## Provided data
>> begin
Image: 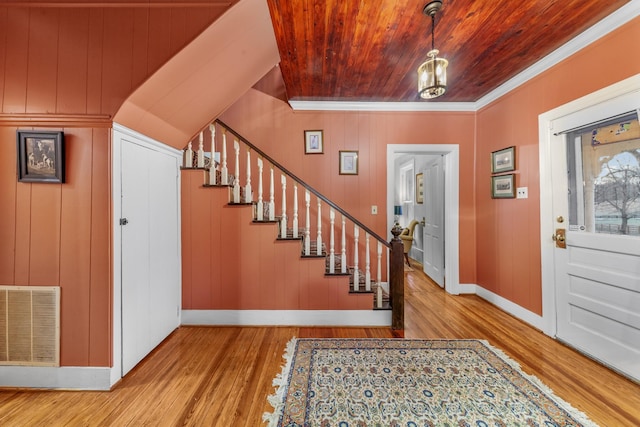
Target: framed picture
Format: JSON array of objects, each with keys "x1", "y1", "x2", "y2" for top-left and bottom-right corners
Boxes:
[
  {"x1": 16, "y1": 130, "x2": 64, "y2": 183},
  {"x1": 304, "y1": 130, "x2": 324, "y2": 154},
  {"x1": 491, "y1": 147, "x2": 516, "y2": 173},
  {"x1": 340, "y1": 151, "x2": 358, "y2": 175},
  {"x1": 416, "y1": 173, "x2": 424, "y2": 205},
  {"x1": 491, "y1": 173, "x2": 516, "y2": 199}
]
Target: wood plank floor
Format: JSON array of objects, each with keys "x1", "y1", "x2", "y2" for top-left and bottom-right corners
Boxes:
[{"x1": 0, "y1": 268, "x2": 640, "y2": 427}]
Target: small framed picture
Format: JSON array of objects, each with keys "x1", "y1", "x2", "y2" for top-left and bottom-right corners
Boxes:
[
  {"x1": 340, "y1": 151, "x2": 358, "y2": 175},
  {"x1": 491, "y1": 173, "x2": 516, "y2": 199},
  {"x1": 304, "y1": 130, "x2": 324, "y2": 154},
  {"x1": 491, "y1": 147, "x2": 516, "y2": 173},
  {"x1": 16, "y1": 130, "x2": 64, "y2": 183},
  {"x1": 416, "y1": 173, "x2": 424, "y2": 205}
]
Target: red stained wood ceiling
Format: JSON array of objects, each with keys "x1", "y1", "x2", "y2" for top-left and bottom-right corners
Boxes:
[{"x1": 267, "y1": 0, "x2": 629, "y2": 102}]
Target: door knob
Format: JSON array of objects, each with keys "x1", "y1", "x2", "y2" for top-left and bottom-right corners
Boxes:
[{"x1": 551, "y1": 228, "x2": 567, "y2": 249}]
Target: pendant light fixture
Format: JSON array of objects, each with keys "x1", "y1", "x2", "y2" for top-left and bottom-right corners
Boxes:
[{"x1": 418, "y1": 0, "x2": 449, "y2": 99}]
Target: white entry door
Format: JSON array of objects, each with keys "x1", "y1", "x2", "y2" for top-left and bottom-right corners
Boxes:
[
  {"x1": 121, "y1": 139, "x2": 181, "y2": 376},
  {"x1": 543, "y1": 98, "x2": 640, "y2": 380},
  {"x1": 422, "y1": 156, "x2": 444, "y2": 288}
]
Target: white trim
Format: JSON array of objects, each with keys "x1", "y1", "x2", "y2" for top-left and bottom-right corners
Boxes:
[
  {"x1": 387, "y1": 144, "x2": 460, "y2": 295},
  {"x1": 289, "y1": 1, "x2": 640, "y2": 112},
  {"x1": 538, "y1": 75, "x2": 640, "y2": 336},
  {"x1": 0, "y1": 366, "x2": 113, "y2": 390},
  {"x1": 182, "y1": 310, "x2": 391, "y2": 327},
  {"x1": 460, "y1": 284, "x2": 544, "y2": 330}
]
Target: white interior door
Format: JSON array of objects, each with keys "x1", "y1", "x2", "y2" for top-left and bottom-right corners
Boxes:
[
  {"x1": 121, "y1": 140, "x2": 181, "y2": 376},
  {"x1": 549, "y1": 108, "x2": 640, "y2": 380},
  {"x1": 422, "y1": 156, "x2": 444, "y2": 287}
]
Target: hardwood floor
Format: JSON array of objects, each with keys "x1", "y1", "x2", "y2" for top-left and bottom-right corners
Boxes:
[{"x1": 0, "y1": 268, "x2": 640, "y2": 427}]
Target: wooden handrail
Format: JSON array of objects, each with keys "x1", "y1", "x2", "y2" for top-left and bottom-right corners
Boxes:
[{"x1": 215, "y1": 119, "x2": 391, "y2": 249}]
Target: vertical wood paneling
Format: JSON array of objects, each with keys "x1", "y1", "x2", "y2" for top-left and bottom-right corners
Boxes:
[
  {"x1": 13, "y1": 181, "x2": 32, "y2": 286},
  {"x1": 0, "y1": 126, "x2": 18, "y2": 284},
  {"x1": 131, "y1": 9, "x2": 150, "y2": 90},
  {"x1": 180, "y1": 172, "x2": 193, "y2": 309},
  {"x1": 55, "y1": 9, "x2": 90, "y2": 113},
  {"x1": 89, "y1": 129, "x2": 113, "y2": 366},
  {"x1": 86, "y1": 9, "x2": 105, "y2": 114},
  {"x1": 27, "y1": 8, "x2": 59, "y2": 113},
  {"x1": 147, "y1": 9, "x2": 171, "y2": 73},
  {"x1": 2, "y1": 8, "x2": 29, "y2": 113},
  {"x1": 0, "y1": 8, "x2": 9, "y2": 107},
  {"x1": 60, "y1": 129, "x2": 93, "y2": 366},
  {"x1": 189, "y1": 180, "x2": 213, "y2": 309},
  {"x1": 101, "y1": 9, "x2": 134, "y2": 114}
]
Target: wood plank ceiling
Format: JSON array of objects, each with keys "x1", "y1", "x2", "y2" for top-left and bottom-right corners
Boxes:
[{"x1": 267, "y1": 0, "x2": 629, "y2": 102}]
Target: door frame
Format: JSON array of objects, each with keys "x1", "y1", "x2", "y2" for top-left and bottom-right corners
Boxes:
>> end
## Exercise requirements
Convert every line of the records above into a Markdown table with the columns Row and Line, numbering each row and skipping blank lines. Leave the pictures out of the table.

## Output for this task
| Row | Line |
|---|---|
| 1 | Image:  |
| 2 | Target: framed picture |
| 3 | Format: JSON array of objects, each with keys "x1", "y1", "x2", "y2" for top-left and bottom-right corners |
| 4 | Boxes: |
| 5 | [ |
| 6 |   {"x1": 16, "y1": 130, "x2": 64, "y2": 183}, |
| 7 |   {"x1": 304, "y1": 130, "x2": 324, "y2": 154}, |
| 8 |   {"x1": 491, "y1": 147, "x2": 516, "y2": 173}, |
| 9 |   {"x1": 340, "y1": 151, "x2": 358, "y2": 175}, |
| 10 |   {"x1": 416, "y1": 173, "x2": 424, "y2": 205}, |
| 11 |   {"x1": 491, "y1": 173, "x2": 516, "y2": 199} |
| 12 | ] |
| 13 | Target: wood plank floor |
| 14 | Format: JSON array of objects, each with keys "x1", "y1", "x2", "y2" for top-left and bottom-right corners |
| 15 | Boxes: |
| 16 | [{"x1": 0, "y1": 268, "x2": 640, "y2": 427}] |
| 17 | Target: small framed picture |
| 18 | Format: JSON array of objects, each with keys "x1", "y1", "x2", "y2" for top-left and bottom-right corners |
| 19 | Boxes: |
| 20 | [ |
| 21 |   {"x1": 340, "y1": 151, "x2": 358, "y2": 175}, |
| 22 |   {"x1": 491, "y1": 173, "x2": 516, "y2": 199}, |
| 23 |   {"x1": 304, "y1": 130, "x2": 324, "y2": 154}, |
| 24 |   {"x1": 491, "y1": 147, "x2": 516, "y2": 173}, |
| 25 |   {"x1": 16, "y1": 130, "x2": 64, "y2": 183}, |
| 26 |   {"x1": 416, "y1": 173, "x2": 424, "y2": 205} |
| 27 | ] |
| 28 | Target: red stained wood ceiling |
| 29 | Format: JSON array of objects, each with keys "x1", "y1", "x2", "y2" for top-left and bottom-right corners |
| 30 | Boxes: |
| 31 | [{"x1": 267, "y1": 0, "x2": 629, "y2": 102}] |
| 32 | Target: door knob |
| 33 | Format: JSON array of objects, each with keys "x1", "y1", "x2", "y2" for top-left and bottom-right corners |
| 34 | Boxes: |
| 35 | [{"x1": 551, "y1": 228, "x2": 567, "y2": 249}] |
| 36 | Target: pendant light fixture |
| 37 | Format: JSON array of objects, each with keys "x1", "y1", "x2", "y2" for top-left and bottom-right corners |
| 38 | Boxes: |
| 39 | [{"x1": 418, "y1": 0, "x2": 449, "y2": 99}] |
| 40 | Target: white entry door |
| 41 | Format: JSON array of objects, each with keys "x1", "y1", "x2", "y2" for top-left and bottom-right corners |
| 42 | Boxes: |
| 43 | [ |
| 44 |   {"x1": 121, "y1": 139, "x2": 181, "y2": 376}, |
| 45 |   {"x1": 543, "y1": 98, "x2": 640, "y2": 380}, |
| 46 |   {"x1": 422, "y1": 156, "x2": 444, "y2": 288} |
| 47 | ] |
| 48 | Target: white trim |
| 49 | Format: JSON array of objects, each with keys "x1", "y1", "x2", "y2" for top-left and bottom-right corners |
| 50 | Boxes: |
| 51 | [ |
| 52 |   {"x1": 387, "y1": 144, "x2": 460, "y2": 295}, |
| 53 |   {"x1": 289, "y1": 1, "x2": 640, "y2": 112}, |
| 54 |   {"x1": 538, "y1": 75, "x2": 640, "y2": 336}, |
| 55 |   {"x1": 0, "y1": 366, "x2": 113, "y2": 390}, |
| 56 |   {"x1": 182, "y1": 310, "x2": 391, "y2": 327}, |
| 57 |   {"x1": 460, "y1": 284, "x2": 544, "y2": 330} |
| 58 | ] |
| 59 | Target: white interior door |
| 60 | Format: JSON array of objects, each with keys "x1", "y1", "x2", "y2" for top-left and bottom-right corners |
| 61 | Boxes: |
| 62 | [ |
| 63 |   {"x1": 121, "y1": 140, "x2": 181, "y2": 376}, |
| 64 |   {"x1": 549, "y1": 108, "x2": 640, "y2": 380}, |
| 65 |   {"x1": 422, "y1": 156, "x2": 444, "y2": 287} |
| 66 | ] |
| 67 | Target: hardwood floor |
| 68 | Format: JSON array of objects, each with keys "x1", "y1", "x2", "y2" for top-left and bottom-right corners |
| 69 | Boxes: |
| 70 | [{"x1": 0, "y1": 268, "x2": 640, "y2": 427}] |
| 71 | Target: wooden handrail |
| 72 | Format: JSON array of objects, each with keys "x1", "y1", "x2", "y2" for top-left and bottom-right corners |
| 73 | Boxes: |
| 74 | [{"x1": 215, "y1": 119, "x2": 391, "y2": 249}] |
| 75 | Target: vertical wood paneling |
| 76 | Format: JSON array of objects, each with keys "x1", "y1", "x2", "y2" for top-left and bottom-right corners |
| 77 | Boxes: |
| 78 | [ |
| 79 |   {"x1": 13, "y1": 181, "x2": 32, "y2": 286}, |
| 80 |   {"x1": 0, "y1": 126, "x2": 18, "y2": 284}, |
| 81 |   {"x1": 131, "y1": 9, "x2": 150, "y2": 90}, |
| 82 |   {"x1": 180, "y1": 172, "x2": 193, "y2": 309}, |
| 83 |   {"x1": 55, "y1": 9, "x2": 90, "y2": 113}, |
| 84 |   {"x1": 89, "y1": 129, "x2": 113, "y2": 366}, |
| 85 |   {"x1": 86, "y1": 9, "x2": 105, "y2": 114}, |
| 86 |   {"x1": 27, "y1": 8, "x2": 59, "y2": 113}, |
| 87 |   {"x1": 147, "y1": 9, "x2": 171, "y2": 73}, |
| 88 |   {"x1": 2, "y1": 8, "x2": 29, "y2": 113}, |
| 89 |   {"x1": 0, "y1": 8, "x2": 9, "y2": 107}, |
| 90 |   {"x1": 60, "y1": 129, "x2": 93, "y2": 366}, |
| 91 |   {"x1": 189, "y1": 180, "x2": 213, "y2": 309}, |
| 92 |   {"x1": 101, "y1": 9, "x2": 134, "y2": 114} |
| 93 | ] |
| 94 | Target: wood plank ceiling |
| 95 | Format: JSON array of objects, each with keys "x1", "y1", "x2", "y2" for top-left and bottom-right corners |
| 96 | Boxes: |
| 97 | [{"x1": 267, "y1": 0, "x2": 629, "y2": 102}] |
| 98 | Target: door frame |
| 99 | Format: JSON array of objects, each with keys "x1", "y1", "x2", "y2" for top-left and bottom-right corners |
| 100 | Boxes: |